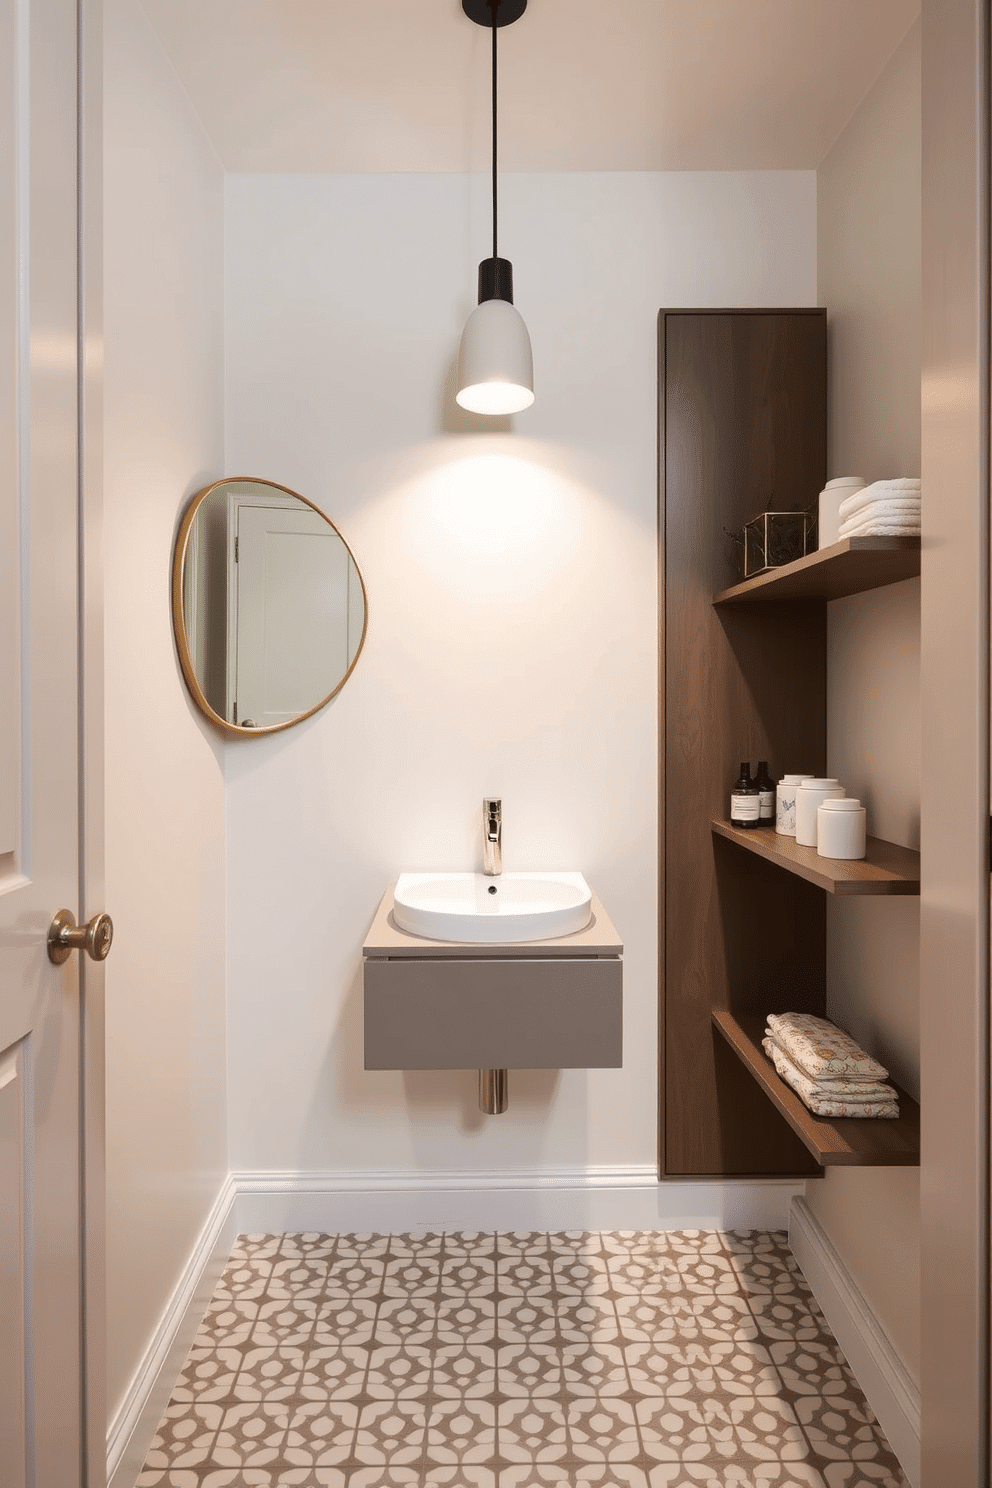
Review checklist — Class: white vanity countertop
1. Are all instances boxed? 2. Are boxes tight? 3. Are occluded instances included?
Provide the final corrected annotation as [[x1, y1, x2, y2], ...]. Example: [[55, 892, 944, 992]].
[[363, 886, 623, 959]]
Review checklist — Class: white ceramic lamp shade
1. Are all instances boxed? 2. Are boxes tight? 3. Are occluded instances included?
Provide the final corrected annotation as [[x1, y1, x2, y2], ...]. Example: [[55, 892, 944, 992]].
[[456, 297, 535, 415]]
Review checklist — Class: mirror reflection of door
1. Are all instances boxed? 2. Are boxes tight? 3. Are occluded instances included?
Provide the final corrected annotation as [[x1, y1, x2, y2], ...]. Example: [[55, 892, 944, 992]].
[[228, 495, 360, 727]]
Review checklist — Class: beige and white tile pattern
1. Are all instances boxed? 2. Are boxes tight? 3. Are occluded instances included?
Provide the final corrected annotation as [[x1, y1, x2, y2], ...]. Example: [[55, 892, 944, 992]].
[[138, 1229, 908, 1488]]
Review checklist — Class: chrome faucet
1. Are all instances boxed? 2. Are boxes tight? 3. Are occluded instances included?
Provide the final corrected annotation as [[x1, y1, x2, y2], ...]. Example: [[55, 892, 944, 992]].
[[483, 798, 502, 876]]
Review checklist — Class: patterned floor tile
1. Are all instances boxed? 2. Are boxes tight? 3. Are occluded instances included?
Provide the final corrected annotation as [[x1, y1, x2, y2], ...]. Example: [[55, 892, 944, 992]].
[[698, 1392, 812, 1464], [141, 1228, 909, 1488], [387, 1233, 447, 1257], [383, 1255, 445, 1296], [565, 1396, 642, 1462], [725, 1248, 807, 1298], [554, 1293, 621, 1348], [441, 1253, 498, 1293], [792, 1392, 902, 1465], [499, 1293, 561, 1344], [266, 1260, 333, 1301], [372, 1295, 438, 1347], [422, 1395, 496, 1465], [277, 1399, 361, 1466], [170, 1354, 241, 1408], [421, 1468, 497, 1488], [498, 1341, 564, 1397], [560, 1339, 631, 1395], [346, 1470, 422, 1488], [322, 1256, 387, 1299], [435, 1295, 497, 1345], [364, 1343, 435, 1399], [498, 1397, 571, 1462], [776, 1361, 864, 1421], [748, 1291, 832, 1344], [606, 1252, 682, 1295], [646, 1467, 828, 1486], [500, 1468, 650, 1488], [497, 1232, 553, 1258], [345, 1464, 419, 1488], [720, 1229, 791, 1255], [295, 1341, 369, 1401], [615, 1291, 759, 1345], [551, 1258, 613, 1299], [820, 1466, 909, 1488], [498, 1254, 556, 1297], [443, 1232, 499, 1257], [227, 1345, 306, 1403], [634, 1395, 713, 1462], [211, 1399, 292, 1465], [430, 1340, 497, 1398]]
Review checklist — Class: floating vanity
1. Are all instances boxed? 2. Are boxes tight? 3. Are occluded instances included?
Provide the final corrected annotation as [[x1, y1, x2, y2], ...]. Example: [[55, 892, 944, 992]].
[[363, 883, 623, 1075]]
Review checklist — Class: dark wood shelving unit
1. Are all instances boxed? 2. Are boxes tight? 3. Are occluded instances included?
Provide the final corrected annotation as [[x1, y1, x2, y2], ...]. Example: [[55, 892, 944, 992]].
[[660, 308, 923, 1180], [710, 820, 920, 896], [712, 1010, 921, 1167], [713, 535, 921, 606]]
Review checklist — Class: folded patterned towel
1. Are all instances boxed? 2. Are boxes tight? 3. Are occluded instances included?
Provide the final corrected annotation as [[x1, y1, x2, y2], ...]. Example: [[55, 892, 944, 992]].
[[761, 1035, 894, 1101], [765, 1012, 889, 1082], [762, 1038, 899, 1119], [838, 479, 921, 522]]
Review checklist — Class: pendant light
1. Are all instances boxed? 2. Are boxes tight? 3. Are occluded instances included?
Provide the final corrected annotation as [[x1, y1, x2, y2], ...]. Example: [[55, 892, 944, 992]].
[[456, 0, 535, 416]]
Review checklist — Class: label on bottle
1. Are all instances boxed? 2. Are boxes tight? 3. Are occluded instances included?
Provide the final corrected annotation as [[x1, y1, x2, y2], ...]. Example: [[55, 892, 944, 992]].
[[730, 793, 761, 823], [758, 789, 775, 820]]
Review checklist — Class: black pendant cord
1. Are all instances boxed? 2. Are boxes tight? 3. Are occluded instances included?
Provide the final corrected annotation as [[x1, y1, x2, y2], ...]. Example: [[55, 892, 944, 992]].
[[491, 5, 498, 263]]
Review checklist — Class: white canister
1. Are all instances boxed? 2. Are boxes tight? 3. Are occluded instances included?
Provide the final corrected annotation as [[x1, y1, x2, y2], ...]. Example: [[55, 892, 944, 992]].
[[818, 477, 865, 550], [795, 779, 845, 846], [775, 774, 815, 836], [817, 798, 867, 859]]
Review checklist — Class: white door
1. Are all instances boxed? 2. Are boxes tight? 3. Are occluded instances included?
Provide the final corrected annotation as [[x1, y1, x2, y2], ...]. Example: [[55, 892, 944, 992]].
[[0, 0, 98, 1483]]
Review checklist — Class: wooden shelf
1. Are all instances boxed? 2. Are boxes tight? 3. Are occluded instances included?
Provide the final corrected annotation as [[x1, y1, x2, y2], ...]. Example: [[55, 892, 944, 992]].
[[711, 820, 920, 895], [712, 1011, 920, 1167], [713, 536, 921, 605]]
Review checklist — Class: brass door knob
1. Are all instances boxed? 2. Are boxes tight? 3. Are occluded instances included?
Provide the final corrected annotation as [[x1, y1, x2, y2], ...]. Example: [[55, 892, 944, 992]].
[[48, 909, 114, 965]]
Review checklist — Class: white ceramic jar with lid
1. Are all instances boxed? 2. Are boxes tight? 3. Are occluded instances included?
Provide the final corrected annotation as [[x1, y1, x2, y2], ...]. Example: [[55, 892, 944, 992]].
[[795, 779, 845, 846], [817, 798, 867, 859], [775, 774, 814, 836], [818, 477, 865, 549]]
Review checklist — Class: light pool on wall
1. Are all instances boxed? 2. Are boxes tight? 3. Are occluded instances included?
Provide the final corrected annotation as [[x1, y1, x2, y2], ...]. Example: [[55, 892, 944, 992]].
[[395, 448, 586, 605]]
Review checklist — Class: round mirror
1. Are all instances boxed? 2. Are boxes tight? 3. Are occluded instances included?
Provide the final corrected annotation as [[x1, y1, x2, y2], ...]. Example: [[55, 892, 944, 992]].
[[172, 477, 368, 736]]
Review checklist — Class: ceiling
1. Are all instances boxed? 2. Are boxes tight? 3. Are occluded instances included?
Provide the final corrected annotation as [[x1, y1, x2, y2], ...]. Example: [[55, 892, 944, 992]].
[[140, 0, 921, 174]]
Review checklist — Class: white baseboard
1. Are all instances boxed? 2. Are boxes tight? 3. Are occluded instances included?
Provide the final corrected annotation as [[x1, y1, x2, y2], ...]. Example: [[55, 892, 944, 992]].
[[107, 1175, 238, 1488], [790, 1196, 920, 1488], [232, 1166, 803, 1236]]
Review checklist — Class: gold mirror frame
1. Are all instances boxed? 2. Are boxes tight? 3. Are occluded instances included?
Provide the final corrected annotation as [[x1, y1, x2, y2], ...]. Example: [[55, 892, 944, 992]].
[[172, 476, 369, 739]]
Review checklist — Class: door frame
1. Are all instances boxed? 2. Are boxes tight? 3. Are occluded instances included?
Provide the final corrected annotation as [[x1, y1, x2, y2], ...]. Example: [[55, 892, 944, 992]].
[[79, 0, 106, 1481], [920, 0, 991, 1482]]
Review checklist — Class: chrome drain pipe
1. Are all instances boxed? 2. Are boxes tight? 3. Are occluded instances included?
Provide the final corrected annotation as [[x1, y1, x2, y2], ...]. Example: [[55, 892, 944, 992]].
[[479, 1068, 508, 1114]]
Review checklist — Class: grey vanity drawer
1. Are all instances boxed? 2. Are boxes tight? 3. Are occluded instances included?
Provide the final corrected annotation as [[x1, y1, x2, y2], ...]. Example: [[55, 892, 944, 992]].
[[363, 956, 622, 1070]]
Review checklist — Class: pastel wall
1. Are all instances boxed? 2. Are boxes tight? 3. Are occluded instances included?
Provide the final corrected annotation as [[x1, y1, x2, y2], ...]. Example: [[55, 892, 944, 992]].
[[815, 21, 922, 1380], [103, 0, 227, 1430], [223, 170, 817, 1179]]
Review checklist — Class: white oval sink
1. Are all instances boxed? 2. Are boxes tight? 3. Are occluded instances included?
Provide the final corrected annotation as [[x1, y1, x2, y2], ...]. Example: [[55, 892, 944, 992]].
[[393, 871, 593, 944]]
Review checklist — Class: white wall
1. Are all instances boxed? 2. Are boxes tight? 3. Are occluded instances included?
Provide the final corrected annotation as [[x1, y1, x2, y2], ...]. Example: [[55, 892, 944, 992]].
[[815, 20, 922, 1380], [224, 170, 816, 1179], [103, 0, 227, 1428]]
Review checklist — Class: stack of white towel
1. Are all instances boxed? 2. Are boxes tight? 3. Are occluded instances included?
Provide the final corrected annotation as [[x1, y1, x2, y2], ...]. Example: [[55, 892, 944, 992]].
[[838, 478, 921, 539], [762, 1012, 899, 1119]]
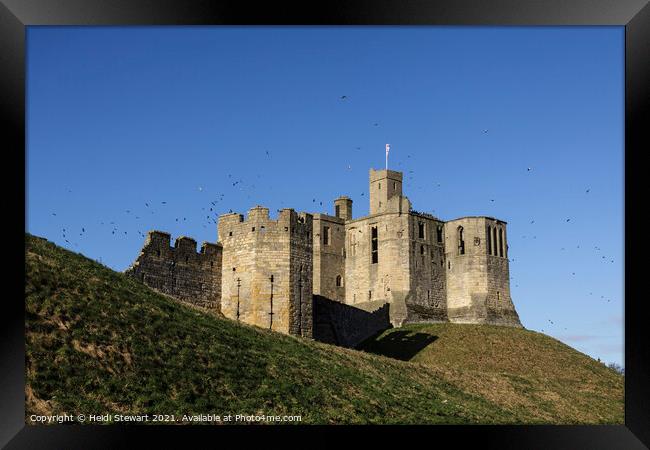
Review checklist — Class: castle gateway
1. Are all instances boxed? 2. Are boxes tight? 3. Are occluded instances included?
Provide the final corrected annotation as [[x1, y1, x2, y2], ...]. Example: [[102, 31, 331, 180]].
[[126, 168, 522, 346]]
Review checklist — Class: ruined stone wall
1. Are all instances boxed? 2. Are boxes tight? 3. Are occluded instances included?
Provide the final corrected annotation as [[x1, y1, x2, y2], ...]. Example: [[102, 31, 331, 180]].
[[313, 296, 390, 348], [312, 214, 345, 302], [125, 231, 222, 309], [218, 207, 313, 336], [405, 213, 448, 323]]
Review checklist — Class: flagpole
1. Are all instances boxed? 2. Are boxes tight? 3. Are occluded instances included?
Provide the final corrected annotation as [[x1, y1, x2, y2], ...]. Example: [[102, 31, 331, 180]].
[[385, 144, 389, 170]]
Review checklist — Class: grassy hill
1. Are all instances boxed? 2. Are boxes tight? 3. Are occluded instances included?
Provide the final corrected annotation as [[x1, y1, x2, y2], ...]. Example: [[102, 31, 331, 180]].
[[25, 233, 623, 424]]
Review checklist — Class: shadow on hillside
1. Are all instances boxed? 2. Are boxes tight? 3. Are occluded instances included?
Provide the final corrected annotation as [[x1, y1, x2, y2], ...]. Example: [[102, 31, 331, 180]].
[[313, 296, 391, 348], [360, 331, 438, 361]]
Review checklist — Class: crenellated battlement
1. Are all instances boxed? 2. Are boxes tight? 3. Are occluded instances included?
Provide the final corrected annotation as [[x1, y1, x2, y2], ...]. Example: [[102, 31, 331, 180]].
[[125, 230, 223, 310], [136, 231, 221, 264], [217, 206, 313, 242]]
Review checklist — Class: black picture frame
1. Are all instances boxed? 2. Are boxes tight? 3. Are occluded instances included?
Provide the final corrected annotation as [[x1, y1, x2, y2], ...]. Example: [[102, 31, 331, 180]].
[[3, 0, 648, 448]]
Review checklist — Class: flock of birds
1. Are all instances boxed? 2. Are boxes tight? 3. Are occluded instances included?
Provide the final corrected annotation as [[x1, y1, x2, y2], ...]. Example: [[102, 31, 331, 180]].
[[46, 93, 619, 337]]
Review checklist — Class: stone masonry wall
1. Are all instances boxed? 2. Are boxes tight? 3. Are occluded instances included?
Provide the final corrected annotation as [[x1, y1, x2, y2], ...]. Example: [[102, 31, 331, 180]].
[[289, 212, 314, 337], [125, 231, 222, 309], [312, 214, 346, 302], [405, 213, 448, 323], [484, 219, 522, 327], [344, 212, 411, 326]]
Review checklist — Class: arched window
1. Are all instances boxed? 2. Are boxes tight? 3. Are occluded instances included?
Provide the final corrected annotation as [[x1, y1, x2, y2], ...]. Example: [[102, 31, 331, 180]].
[[487, 226, 492, 255], [336, 275, 342, 287], [498, 228, 504, 257], [457, 226, 465, 255]]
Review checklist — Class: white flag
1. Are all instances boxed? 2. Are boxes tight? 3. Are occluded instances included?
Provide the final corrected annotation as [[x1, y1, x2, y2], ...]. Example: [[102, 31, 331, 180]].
──────────────────────────────
- Your objective -
Repeat, with no changes, each line from the one with "Review checklist — Class: arched window" to the end of the listing, including both ends and nothing else.

- Result -
Review checklist — Class: arched window
1. Are all instances boxed? 2. Are boxes tight? 3. Are occluded instances included?
Provide the final corrected annotation as [[x1, y1, x2, y2], ...]. Example: [[102, 31, 331, 180]].
[[487, 226, 492, 255], [336, 275, 342, 287], [498, 228, 504, 257], [457, 226, 465, 255]]
Review checklist — Class: white flag
1. Are all instances boxed? 2. Are boxes tight? 3. Are occluded instances included?
Provide the final corrected annotation as [[x1, y1, x2, y2], ...]. Example: [[102, 31, 331, 180]].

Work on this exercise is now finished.